What is asked
In the passage on stakeholder analysis, into which two groups are the identified stakeholders classified?

Passage to read
>> begin

Unlike many number-driven analyses that businesses tend to conduct, stakeholder analysis also takes qualitative components, such as emotions and attitudes, into consideration. Stakeholder responsibilities are determined beyond just the immediate, day-to-day business functions. With a mid to long-term outlook in mind, stakeholder analysis tries to envision the potential impact, positive or negative, that particular stakeholders could have over project outcomes and even beyond.

Slide highlights

Analysis process

The stakeholder analysis process first identifies the key stakeholders involved across a project. These are the main participants in the project, the main parties interested in the project, and individuals who might be affected by it, with or without active involvement. These individuals or entities are then classified as internal vs external stakeholders.

After the stakeholders have been identified, connect the dots and place them in the context of your general project blueprint. Which part of the project process will each of them be involved in or affected by? How will they connect or disconnect from one another throughout that process?

>> end

Data excerpt
>> begin

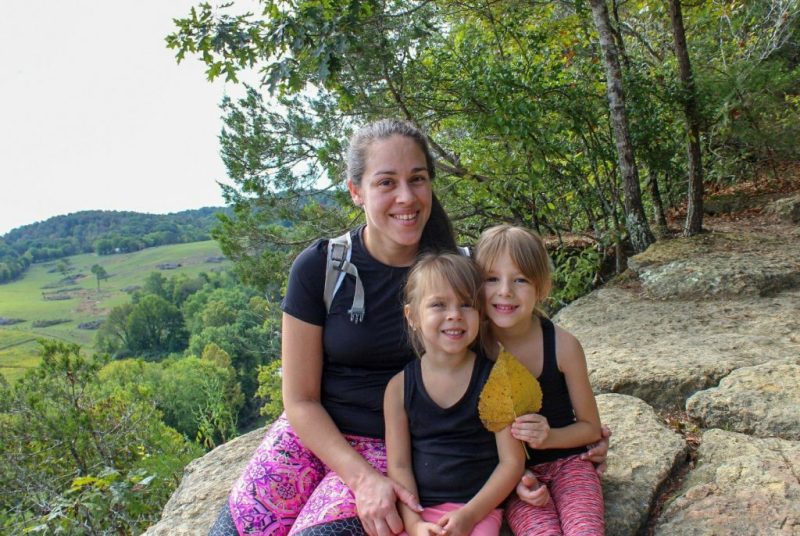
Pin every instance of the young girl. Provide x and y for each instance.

>> end

Finished exercise
Internal and external stakeholders.